Not every blind player is as adept as Albert Sandrin, who played on a regular board with his brother Angelo Sandrin, recording the moves for him. I once saw a Grandmaster showing Sandrin his game by telling him the moves. It was intriguing to see this, even though I knew he could follow the game easily. Sandrin won the 1949 U.S. Open and the U.S. Blind a couple of times.

These are fascinating stories. Perhaps there are many more stories like this, but disabled players remain on the fringe. The U.S. Blind Championship seems to get little attention and the U.S. Blind Chess Association is barely known. Alex Relyea has been a noble advocate for disabled chess players. Incidentally, the U.S. team placed joint 10th in the 1st Online FIDE Chess Olympiad For People With Disabilities.

The U.S. Chess Open, a Chess Bonanza

My first foray into chess politics when I served three years on the Board of Directors of the Florida Chess Association under both William Bowman and Kevin Pryor. Florida is a very long state (eight hours drive from Tallahassee to Miami), so logistical challenges move many state-wide activities toward Orlando. Florida is very tournament friendly with the demographic suiting both juniors and seniors.

I visited the 2014 U.S. Open in Orlando as a spectator, but was fully engaged as a player and delegate at the 2019 U.S. Open in Orlando. In addition to playing in the Open tournament, I represented Florida in the 2019 National Senior Tournament of Champions!


Scored 3½-2½ in 2019 National Senior Tournament of Champions. Photo by Kevin Pryor

Scored 3½-2½ in 2019 National Senior Tournament of Champions
Photo by Kevin Pryor

2019 Florida Delegates
William Bowman, Bryan Tillis, Kevin Pryor, Jon Haskel, Daaim Shabazz
Photo by Daaim Shabazz/The Chess Drum

State Delegates: Larry Weston (Arkansas), David Blair (Kansas),
Daaim Shabazz (Florida)

It is understood that most in the chess community merely want to play chess, not organize tournaments, direct tournaments, coach scholastic players, or engage in policy decisions. Many are happy playing in whatever tournaments they can. However, it is important to be aware of policy decisions that affect the ability to participate in these tournaments.

There was an air of optimism in the Executive Board and Delegates meetings, and President Allen Priest was very able in navigating the agenda. The business meetings were very interesting, and workshops are held designed to improve different functions of the organizations. In the delegates’ meeting, I got a chance to meet some of the other state delegates, some familiar faces, and many new ones.

I also attended some of the many workshops. Some committee meetings were: Rules, College Chess, Ethics, Communications, Scholastic, Senior Chess, and Women’s Chess. I attended the rules committee and was able to bring up the issue of death at the chessboard, an issue that I have written about on these pages.

Stand Up and Be Counted!

Jennifer Shahade encourages girls at the award ceremony of the 2019 Haring Tournament of Champions. Photo by Daaim Shabazz/The Chess Drum

“Women’s Chess” has been receiving a lot of momentum with Jennifer Shahade and others leading the initiative. The chess community lends active support to increasing the participation of girls and women, which is a very positive development as far as the growth of chess is concerned.

As much as we applaud these efforts, it is very simplistic to believe that increasing the participation of girls/women is a goal desired only by that group. It would be equally naive to accept that only the disabled would advocate for the rights of those disabled or that Blacks would be the only ones pushing for more ethnic representation. Unfortunately, that is the way it is has been in American society. Every group segment initiates the fight for its own cause. This is understandable, but this represents neither a diversity of thinking nor a holistic way of problem-solving.
§ §
#### TO DO:
- A) In the chess article, which tournament did Albert Sandrin win in 1949?
- B) For each statement, say whether it agrees with the chess article and quote the words that decide it.
(i) The U.S. team placed joint 10th in the 1st Online FIDE Chess Olympiad For People With Disabilities.
(ii) The writer competed as a player at the 2014 U.S. Open in Orlando.
(iii) Driving from Tallahassee to Miami takes about four hours.
- C) Write the next part of the chess article, picking up after its final sentence.
§ §
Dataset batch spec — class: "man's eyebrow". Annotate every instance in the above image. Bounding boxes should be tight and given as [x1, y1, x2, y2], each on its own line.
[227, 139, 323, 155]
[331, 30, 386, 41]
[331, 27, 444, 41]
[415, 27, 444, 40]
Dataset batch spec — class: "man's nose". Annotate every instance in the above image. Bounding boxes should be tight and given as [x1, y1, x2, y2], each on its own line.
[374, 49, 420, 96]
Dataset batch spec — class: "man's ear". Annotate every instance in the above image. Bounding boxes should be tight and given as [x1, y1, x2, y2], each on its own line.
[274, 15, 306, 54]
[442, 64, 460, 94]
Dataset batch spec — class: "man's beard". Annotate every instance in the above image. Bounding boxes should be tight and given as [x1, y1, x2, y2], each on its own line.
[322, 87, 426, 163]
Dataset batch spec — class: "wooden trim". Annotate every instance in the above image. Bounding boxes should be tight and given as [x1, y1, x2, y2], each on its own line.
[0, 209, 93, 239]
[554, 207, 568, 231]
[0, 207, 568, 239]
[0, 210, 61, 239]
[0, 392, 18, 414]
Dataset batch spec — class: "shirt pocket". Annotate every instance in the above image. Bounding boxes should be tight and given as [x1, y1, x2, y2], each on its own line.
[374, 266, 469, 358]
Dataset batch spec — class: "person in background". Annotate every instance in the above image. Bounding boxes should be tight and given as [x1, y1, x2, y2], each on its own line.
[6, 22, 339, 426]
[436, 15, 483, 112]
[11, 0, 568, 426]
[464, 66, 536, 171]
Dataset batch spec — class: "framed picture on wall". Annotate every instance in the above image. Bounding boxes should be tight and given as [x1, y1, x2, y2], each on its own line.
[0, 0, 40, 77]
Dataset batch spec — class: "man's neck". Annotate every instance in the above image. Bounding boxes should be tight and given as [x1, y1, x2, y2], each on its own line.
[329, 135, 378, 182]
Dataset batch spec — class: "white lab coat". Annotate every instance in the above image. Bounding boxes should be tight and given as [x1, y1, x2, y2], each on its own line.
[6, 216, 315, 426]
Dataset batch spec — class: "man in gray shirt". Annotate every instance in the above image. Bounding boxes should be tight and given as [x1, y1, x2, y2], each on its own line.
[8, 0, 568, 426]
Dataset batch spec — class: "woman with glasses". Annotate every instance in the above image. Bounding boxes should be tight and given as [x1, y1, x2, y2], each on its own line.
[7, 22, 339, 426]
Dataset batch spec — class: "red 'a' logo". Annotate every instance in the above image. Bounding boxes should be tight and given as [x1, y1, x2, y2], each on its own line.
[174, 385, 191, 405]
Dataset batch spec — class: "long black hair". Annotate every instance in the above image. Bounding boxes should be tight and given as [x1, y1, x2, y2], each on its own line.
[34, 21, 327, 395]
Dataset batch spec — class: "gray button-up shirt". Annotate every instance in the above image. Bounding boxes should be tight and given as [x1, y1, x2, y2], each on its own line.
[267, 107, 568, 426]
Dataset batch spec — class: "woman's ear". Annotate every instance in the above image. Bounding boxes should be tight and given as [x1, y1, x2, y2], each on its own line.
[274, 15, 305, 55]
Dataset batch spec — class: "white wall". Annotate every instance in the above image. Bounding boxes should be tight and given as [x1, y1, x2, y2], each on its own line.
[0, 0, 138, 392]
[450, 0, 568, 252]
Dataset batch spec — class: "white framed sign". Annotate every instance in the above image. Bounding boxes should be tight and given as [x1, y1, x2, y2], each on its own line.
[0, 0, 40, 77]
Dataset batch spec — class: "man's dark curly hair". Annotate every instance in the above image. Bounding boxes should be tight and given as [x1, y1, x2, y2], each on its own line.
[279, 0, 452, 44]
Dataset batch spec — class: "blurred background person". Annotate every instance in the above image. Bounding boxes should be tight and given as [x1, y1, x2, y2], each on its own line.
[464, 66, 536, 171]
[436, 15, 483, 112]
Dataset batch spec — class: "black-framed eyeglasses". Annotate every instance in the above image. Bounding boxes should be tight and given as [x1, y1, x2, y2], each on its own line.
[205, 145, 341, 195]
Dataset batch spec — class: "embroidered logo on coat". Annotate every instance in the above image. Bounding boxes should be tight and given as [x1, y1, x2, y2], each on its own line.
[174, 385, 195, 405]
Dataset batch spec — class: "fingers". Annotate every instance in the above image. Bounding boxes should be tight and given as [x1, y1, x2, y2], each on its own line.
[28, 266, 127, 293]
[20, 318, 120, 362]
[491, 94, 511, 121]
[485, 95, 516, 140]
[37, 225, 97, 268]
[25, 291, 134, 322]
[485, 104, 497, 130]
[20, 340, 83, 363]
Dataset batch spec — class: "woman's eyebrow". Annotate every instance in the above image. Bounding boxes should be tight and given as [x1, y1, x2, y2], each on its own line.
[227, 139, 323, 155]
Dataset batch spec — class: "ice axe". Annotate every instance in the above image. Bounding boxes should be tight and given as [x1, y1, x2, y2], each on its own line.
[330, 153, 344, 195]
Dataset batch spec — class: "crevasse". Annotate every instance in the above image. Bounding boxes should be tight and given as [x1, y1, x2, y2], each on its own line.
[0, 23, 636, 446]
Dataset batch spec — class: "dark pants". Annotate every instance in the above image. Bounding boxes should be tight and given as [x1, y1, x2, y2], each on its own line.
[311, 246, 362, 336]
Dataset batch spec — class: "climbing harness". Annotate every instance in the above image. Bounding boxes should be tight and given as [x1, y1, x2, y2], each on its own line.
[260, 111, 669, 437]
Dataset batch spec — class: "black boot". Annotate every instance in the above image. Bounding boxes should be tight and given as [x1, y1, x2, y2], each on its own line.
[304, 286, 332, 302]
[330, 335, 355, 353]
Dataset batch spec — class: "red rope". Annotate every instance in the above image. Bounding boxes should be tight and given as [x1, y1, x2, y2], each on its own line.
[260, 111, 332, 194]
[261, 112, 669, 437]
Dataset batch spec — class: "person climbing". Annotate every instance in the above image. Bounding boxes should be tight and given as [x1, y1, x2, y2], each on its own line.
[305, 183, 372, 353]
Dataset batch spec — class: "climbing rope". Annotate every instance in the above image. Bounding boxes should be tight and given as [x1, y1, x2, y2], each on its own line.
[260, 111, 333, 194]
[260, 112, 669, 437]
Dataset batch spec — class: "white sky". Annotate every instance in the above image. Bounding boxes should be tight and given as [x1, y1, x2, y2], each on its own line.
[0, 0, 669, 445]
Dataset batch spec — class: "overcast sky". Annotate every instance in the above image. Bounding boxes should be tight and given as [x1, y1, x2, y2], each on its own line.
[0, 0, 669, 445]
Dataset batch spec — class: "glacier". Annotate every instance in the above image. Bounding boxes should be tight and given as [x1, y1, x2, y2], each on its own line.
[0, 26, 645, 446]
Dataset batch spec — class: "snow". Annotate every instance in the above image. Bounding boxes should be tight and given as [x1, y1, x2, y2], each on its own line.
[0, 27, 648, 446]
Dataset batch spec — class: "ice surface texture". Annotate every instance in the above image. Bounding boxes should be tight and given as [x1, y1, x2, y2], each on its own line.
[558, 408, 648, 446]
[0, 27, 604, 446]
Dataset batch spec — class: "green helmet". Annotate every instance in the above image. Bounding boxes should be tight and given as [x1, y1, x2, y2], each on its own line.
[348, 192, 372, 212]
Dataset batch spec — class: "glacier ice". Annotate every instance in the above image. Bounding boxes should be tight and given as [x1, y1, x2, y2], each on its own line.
§ §
#### FINAL ANSWERS:
- A) The U.S. Open.

- B)
(i) Yes: "the U.S. team placed joint 10th in the 1st Online FIDE Chess Olympiad For People With Disabilities."
(ii) No: "I visited the 2014 U.S. Open in Orlando as a spectator."
(iii) No: "eight hours drive from Tallahassee to Miami."

- C)
On a personal level, I have memories of two individuals who openly advocated for more participation of Black chess players. Without professing an agenda, my coach Tom Fineberg provided an arena for greater participation on the southside of Chicago. It was a passion of his until he passed away. There was also the legacy of Jerry Bibuld was often criticized for his advocacy of Black players. These men not only had diversity in their thinking, but more importantly, sought to create a favorable outcome for chess.

GM Alexander Shabalov is still dangerous over the chessboard, but is an advocate for “Senior Chess.” Photo by Daaim Shabazz/The Chess Drum

Senior chess has gotten a boost with the new “Senior Tournament of Champions.” Alexander Shabalov praised the move at the Banquet and pridefully announced the U.S. gold medal at the 2019 World Senior Team Championships (50+ section). They would repeat in 2020. With the changing of demographics in chess tournaments, perhaps there are more needs as far senior issues are concerned.


In my particular circles, I frequently hear chatter about the lack of Black representation in the upper echelons of chess. Yes, these issues do matter, but what do we do about it?


Community Engagement

What does all this mean? Perhaps we need more creativity. That pertains to addressing topics like outreach for underrepresented communities, more engagement with FIDE and international standards for tournaments, and more creative initiatives to elevate the profile of chess (i.e., Olympiad, World tournaments). There is also a tremendous void in writing about diverse topics in terms of chess content. If underrepresented communities within chess want to affect change, we have to become more involved at the state, national and international levels of chess.

EARL HAMMUD
Trenton New Jersey Maximum Security Prison
Photo by Oliver Fluck

Running The Chess Drum for 20 years has given me a chance to visit communities in different countries, to cover high-level events, and to see the beautiful world of chess in its glory. While I am primarily known for covering chess of the African Diaspora, I have written articles on prison chess, chess for the disabled, gender issues, and unheralded players in obscure locations. In my particular circles, I frequently hear chatter about the lack of Black representation in the upper echelons of chess. Yes, these issues do matter, but what do we do about it?

There is a way to have these issues addressed, but it is not to merely complain, show ambivalence, or disengage. Initiatives will initially come from within the affected segment or through those who express diversity in thinking. Bibuld organized the “Wilbert Paige Memorial Tournament” which was celebrated worldwide as a bold attempt to showcase master-level players of the African Diaspora. We all should be interested in seeing the chess community grow in different ways, and not when it only benefits our own special-interest group. Far too often, that is the prism through which problems are seen in the U.S.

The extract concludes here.